THE TASK = Go through the entries below and tally the lines holding "billboard"; please reply with the number only.

RAW DATA =

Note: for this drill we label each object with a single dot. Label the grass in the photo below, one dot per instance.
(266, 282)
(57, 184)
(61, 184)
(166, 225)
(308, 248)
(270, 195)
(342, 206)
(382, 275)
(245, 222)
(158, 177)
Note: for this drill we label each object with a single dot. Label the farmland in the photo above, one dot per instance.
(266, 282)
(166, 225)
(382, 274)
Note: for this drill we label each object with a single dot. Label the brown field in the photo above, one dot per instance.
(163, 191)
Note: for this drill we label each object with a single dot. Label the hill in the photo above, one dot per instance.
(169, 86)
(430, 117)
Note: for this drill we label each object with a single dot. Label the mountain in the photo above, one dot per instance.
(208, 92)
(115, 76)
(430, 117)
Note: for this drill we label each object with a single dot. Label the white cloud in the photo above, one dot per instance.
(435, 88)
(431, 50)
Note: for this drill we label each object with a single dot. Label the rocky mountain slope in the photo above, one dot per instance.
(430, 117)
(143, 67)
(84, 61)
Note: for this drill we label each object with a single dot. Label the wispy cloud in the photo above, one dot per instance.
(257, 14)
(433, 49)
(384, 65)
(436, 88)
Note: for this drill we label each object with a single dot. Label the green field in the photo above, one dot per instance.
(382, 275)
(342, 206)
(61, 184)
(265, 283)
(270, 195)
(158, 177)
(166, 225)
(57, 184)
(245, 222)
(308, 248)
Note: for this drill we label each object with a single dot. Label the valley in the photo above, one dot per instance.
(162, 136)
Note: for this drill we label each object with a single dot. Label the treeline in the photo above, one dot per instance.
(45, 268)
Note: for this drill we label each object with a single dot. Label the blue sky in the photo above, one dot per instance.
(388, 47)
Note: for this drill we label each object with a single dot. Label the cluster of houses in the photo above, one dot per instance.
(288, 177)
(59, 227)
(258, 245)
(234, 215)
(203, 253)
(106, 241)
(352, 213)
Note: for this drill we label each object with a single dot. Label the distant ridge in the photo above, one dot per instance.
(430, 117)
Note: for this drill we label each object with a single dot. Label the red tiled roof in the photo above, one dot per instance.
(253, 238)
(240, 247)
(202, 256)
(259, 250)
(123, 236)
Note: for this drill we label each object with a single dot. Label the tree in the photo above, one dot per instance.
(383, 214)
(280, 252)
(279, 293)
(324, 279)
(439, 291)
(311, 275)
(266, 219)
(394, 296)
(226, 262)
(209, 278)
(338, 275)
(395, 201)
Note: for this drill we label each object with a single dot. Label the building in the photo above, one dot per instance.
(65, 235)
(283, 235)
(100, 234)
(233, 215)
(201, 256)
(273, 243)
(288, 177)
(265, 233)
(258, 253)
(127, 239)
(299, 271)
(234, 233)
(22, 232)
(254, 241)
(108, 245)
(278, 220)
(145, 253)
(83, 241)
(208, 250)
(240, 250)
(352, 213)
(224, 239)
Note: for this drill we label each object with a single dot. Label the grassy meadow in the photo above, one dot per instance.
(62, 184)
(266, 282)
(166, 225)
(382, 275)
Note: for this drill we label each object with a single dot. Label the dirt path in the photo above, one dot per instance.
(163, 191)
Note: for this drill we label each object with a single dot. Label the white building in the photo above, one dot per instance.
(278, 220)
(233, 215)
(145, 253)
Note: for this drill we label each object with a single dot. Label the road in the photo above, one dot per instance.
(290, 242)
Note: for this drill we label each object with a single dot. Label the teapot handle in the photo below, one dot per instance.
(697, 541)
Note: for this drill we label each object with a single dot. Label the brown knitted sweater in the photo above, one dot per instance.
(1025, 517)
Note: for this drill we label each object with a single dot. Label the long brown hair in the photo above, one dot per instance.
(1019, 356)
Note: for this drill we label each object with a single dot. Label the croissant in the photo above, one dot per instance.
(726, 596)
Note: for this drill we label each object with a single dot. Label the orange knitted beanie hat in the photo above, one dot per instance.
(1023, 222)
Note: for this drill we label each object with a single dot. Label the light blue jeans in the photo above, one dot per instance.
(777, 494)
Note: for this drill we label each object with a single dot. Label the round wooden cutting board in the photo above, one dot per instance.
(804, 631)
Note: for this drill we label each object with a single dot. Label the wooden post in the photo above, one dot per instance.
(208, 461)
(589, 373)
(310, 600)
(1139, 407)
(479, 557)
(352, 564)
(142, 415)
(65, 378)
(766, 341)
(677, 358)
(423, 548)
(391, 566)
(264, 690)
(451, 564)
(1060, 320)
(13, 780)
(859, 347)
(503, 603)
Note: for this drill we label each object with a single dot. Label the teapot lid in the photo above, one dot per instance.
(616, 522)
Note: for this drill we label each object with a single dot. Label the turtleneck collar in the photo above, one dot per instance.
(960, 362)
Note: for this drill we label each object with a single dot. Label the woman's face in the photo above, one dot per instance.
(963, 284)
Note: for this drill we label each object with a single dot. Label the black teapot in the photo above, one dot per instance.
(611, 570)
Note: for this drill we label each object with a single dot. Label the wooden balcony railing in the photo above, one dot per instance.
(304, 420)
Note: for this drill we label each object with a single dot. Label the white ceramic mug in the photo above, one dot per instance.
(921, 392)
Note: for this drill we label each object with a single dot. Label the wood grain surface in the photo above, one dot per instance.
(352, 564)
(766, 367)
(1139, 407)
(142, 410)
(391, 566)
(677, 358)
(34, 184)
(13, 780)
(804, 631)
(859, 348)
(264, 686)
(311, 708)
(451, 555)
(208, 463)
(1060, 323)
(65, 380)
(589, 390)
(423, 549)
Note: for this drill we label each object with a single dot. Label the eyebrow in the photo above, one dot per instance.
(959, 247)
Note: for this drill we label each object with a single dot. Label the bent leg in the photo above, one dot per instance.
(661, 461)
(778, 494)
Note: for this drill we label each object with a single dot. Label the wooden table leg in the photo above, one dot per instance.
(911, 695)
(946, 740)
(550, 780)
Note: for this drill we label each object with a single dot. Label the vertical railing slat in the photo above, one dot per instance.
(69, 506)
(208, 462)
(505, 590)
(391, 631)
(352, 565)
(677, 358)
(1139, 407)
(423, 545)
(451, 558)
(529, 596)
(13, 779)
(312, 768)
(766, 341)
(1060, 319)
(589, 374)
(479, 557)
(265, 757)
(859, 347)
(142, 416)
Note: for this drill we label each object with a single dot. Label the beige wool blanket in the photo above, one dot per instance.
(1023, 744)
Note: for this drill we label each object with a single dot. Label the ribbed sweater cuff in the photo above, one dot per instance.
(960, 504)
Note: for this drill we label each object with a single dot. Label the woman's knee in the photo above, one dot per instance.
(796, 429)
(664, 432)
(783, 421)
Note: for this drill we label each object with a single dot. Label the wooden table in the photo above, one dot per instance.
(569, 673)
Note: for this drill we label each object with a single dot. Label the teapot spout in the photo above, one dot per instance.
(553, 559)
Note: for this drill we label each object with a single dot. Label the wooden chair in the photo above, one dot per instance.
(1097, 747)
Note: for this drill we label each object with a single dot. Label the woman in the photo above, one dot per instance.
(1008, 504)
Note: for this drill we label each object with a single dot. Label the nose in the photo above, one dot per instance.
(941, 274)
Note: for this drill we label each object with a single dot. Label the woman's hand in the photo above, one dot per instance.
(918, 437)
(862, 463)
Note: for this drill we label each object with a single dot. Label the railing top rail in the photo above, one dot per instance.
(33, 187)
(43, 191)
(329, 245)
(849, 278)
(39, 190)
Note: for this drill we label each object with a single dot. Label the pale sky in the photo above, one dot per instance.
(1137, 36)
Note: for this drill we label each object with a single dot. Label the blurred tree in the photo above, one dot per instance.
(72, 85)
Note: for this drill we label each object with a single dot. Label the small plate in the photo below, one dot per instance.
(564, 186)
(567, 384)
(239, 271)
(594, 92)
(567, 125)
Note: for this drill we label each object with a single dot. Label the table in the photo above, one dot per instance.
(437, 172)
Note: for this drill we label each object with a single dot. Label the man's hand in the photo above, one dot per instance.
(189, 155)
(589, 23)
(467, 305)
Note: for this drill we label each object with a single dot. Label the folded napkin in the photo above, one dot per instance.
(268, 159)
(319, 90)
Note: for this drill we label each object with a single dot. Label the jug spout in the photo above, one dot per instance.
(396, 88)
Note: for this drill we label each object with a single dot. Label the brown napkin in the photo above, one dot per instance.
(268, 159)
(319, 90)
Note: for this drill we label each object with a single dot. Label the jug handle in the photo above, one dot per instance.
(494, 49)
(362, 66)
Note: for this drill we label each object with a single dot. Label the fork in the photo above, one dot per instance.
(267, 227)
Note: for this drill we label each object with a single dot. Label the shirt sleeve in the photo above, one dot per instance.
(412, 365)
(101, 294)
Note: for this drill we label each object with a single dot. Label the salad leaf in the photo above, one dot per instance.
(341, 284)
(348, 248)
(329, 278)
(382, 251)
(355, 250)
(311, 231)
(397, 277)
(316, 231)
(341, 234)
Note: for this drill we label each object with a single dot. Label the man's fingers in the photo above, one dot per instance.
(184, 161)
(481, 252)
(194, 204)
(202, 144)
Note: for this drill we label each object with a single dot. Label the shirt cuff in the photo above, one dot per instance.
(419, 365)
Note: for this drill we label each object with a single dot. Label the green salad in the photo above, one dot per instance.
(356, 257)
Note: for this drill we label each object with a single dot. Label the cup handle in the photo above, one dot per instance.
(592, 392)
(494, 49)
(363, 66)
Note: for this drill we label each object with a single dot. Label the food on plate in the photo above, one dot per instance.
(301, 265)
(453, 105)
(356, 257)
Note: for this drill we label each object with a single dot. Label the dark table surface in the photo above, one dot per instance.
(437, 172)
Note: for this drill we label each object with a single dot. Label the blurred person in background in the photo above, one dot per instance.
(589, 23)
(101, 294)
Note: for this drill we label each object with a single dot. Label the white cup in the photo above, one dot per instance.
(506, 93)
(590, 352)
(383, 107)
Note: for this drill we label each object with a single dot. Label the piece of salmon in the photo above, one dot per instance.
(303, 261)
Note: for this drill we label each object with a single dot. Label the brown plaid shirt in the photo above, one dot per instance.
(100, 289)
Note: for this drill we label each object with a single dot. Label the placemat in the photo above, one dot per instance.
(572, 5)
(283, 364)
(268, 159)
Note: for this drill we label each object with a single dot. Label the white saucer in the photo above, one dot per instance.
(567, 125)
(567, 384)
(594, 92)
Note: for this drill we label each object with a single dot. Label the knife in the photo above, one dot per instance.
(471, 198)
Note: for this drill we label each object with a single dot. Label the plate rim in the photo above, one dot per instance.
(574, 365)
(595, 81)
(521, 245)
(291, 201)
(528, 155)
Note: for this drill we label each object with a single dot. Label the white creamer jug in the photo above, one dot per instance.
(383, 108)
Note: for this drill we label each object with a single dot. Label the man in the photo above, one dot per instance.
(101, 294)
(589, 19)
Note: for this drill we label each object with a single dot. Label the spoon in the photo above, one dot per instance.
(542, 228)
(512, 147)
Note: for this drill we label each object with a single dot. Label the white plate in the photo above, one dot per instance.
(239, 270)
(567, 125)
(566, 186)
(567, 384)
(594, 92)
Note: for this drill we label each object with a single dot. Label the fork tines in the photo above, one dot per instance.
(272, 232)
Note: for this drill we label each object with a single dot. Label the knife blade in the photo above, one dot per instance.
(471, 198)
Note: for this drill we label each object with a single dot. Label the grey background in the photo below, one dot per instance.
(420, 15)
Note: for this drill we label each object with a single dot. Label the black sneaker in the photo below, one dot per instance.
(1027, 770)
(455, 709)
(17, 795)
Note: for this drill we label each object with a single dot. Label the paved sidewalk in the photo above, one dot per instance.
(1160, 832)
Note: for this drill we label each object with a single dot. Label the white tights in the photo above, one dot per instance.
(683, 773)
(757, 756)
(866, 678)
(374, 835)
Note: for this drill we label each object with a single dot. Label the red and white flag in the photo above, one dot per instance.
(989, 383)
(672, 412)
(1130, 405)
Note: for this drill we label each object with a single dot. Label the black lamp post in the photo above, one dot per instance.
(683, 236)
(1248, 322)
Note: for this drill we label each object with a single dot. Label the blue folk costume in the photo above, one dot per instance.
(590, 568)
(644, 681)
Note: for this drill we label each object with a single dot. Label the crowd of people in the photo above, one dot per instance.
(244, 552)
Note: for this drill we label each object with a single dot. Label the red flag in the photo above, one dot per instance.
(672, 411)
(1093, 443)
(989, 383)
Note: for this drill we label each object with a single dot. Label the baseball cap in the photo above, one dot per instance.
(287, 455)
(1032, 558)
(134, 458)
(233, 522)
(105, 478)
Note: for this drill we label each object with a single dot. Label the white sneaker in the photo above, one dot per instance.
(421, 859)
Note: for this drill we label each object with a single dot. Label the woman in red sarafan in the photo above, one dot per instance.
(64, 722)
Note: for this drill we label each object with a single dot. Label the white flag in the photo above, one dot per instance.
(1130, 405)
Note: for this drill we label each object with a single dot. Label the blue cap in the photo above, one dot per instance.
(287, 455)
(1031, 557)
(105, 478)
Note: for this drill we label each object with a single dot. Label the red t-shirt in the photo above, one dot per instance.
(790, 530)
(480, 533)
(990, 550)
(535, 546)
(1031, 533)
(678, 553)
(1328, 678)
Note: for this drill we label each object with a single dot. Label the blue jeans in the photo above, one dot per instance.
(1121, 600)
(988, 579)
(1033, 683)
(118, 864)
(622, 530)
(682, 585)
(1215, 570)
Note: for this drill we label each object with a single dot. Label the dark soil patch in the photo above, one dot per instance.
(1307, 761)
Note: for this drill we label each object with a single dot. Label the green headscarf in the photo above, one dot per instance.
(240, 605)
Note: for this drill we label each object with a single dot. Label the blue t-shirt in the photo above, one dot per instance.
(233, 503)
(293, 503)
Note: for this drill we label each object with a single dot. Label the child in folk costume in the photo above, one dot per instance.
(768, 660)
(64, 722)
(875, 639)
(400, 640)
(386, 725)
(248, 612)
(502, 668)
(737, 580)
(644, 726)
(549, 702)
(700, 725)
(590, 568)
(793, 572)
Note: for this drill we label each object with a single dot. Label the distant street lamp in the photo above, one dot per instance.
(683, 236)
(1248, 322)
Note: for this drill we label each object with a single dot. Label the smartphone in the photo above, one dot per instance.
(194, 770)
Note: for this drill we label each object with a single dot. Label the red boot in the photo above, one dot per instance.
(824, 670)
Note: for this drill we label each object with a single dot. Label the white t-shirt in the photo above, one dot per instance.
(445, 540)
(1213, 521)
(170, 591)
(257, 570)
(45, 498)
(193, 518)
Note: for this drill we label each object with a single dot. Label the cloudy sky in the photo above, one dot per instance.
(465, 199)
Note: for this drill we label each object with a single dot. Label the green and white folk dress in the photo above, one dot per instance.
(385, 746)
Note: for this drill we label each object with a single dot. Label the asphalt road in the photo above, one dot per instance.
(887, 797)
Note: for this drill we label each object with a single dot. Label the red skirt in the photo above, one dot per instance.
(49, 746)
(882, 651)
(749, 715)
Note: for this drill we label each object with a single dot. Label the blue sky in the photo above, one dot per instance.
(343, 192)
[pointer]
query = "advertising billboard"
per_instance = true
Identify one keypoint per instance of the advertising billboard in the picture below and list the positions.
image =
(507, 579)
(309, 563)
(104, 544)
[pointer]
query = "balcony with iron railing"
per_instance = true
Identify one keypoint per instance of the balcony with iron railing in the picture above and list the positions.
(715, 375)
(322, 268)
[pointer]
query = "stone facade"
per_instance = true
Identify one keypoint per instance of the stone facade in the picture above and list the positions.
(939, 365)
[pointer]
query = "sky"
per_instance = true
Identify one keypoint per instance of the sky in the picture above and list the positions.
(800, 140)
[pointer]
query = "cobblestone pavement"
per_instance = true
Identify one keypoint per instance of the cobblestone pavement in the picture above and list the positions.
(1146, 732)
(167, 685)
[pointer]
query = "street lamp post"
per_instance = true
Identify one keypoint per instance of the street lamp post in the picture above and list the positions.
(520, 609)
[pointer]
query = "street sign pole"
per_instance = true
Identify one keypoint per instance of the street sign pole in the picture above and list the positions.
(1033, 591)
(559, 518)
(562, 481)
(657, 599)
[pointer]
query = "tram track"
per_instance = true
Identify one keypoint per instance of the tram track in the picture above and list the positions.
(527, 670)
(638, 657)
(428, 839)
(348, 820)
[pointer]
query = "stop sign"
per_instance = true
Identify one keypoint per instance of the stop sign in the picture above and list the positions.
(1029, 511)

YOUR SOLUTION = 2